> [What you need to do]
Omit the pictures, please, and give each record below again exactly.

> [The data]

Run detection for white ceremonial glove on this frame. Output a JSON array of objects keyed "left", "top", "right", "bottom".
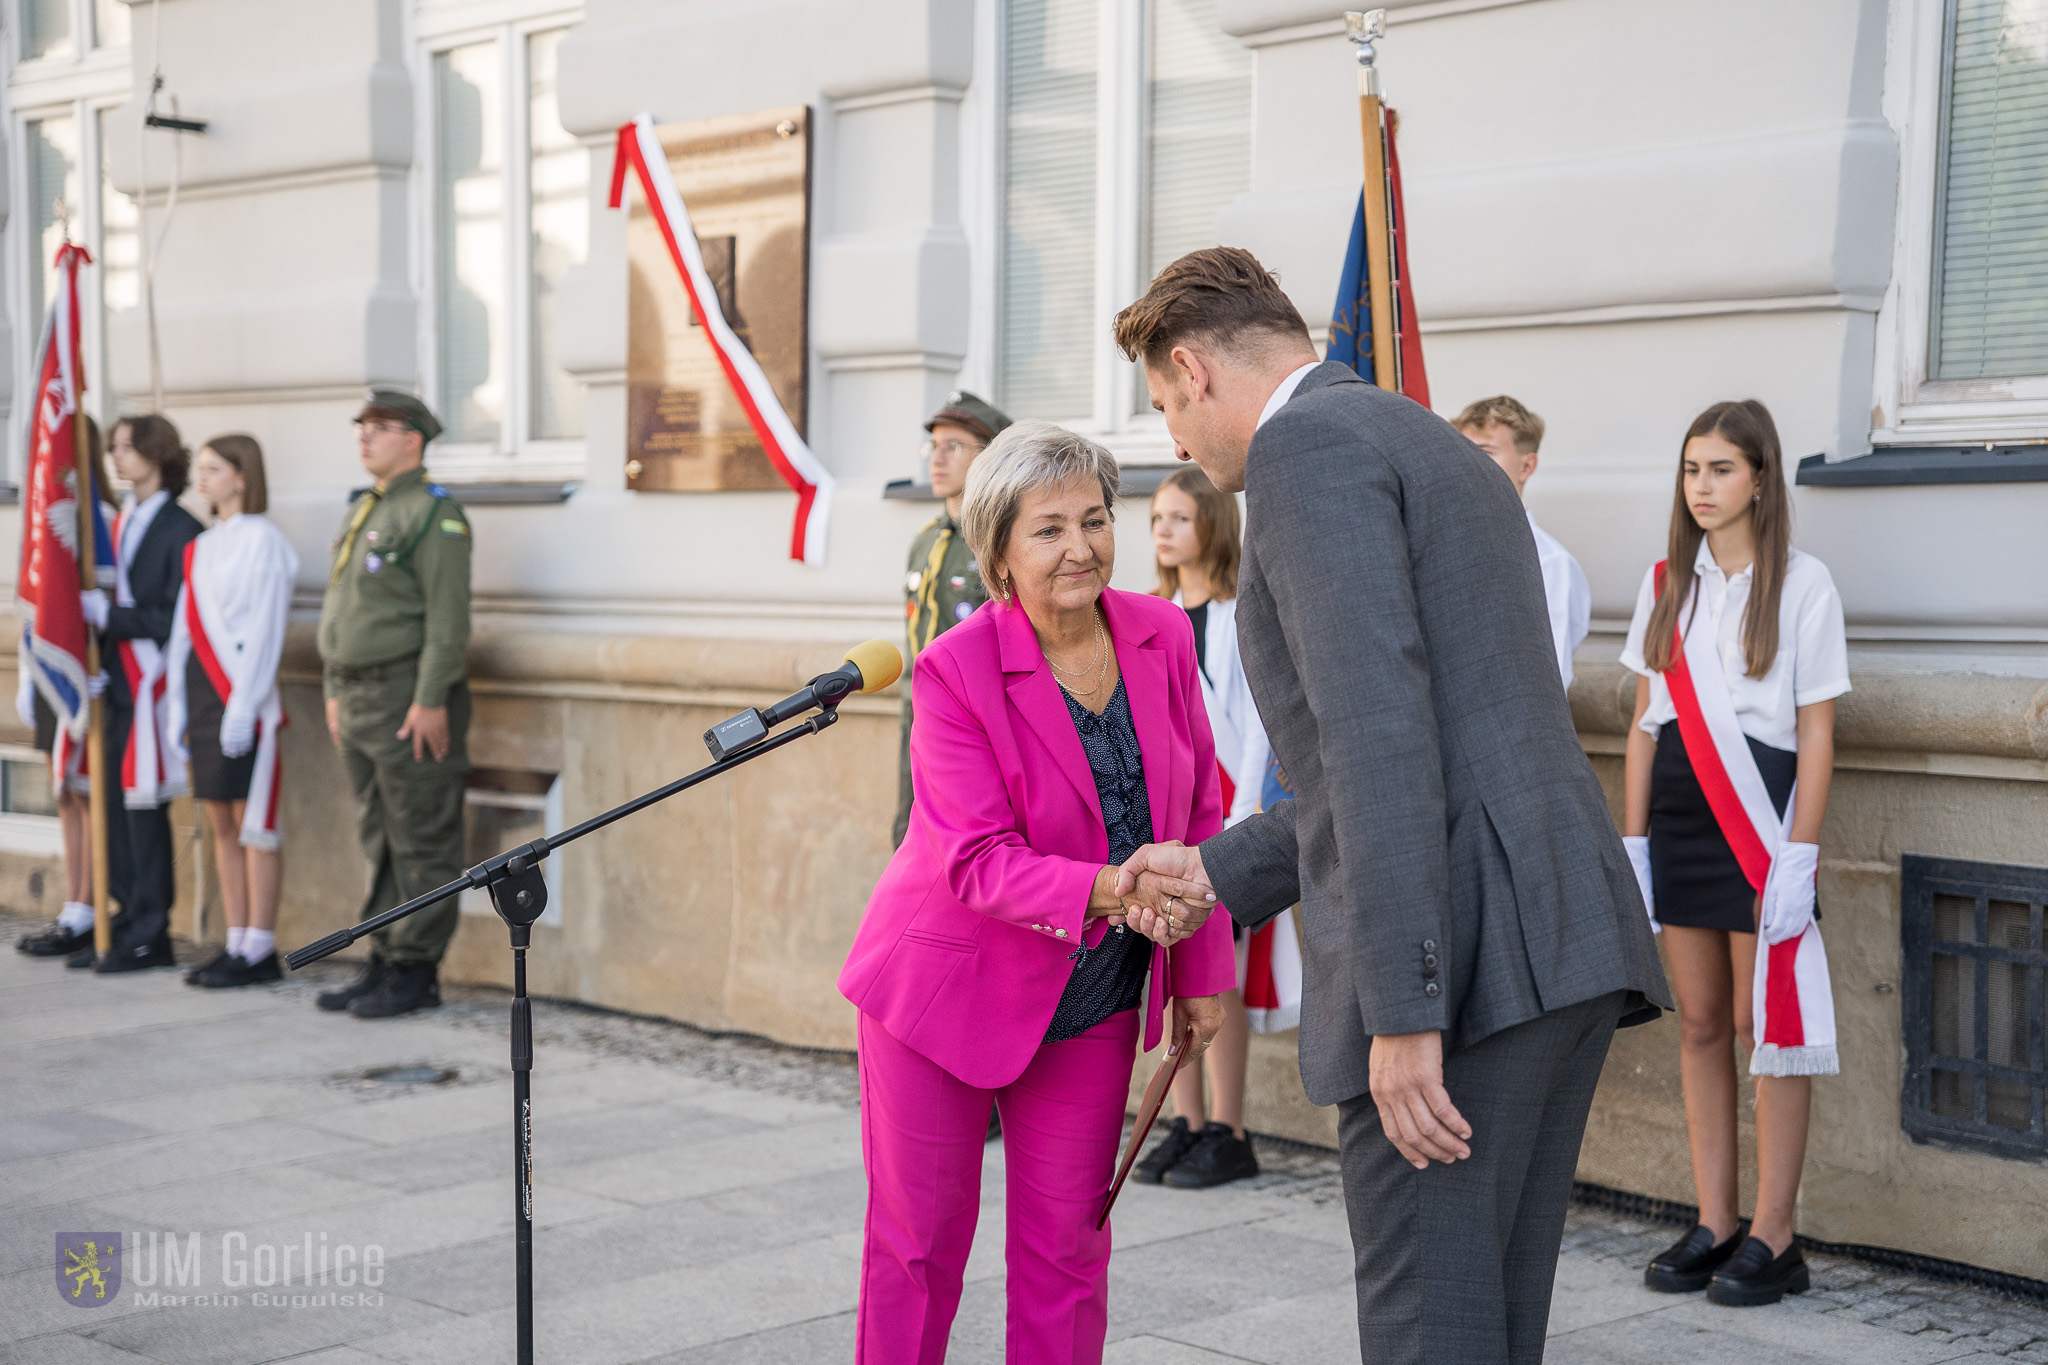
[
  {"left": 1759, "top": 841, "right": 1820, "bottom": 945},
  {"left": 14, "top": 670, "right": 34, "bottom": 728},
  {"left": 1623, "top": 836, "right": 1659, "bottom": 934},
  {"left": 219, "top": 711, "right": 256, "bottom": 759},
  {"left": 86, "top": 671, "right": 108, "bottom": 699},
  {"left": 79, "top": 589, "right": 109, "bottom": 629}
]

> [Written answer]
Run detection for white ceremonial glove on this frame. Output a JSON array of objects keyed "left", "top", "right", "bottom".
[
  {"left": 1759, "top": 841, "right": 1820, "bottom": 945},
  {"left": 14, "top": 670, "right": 34, "bottom": 728},
  {"left": 1623, "top": 836, "right": 1659, "bottom": 934},
  {"left": 219, "top": 711, "right": 256, "bottom": 759},
  {"left": 86, "top": 671, "right": 108, "bottom": 699},
  {"left": 79, "top": 589, "right": 109, "bottom": 629}
]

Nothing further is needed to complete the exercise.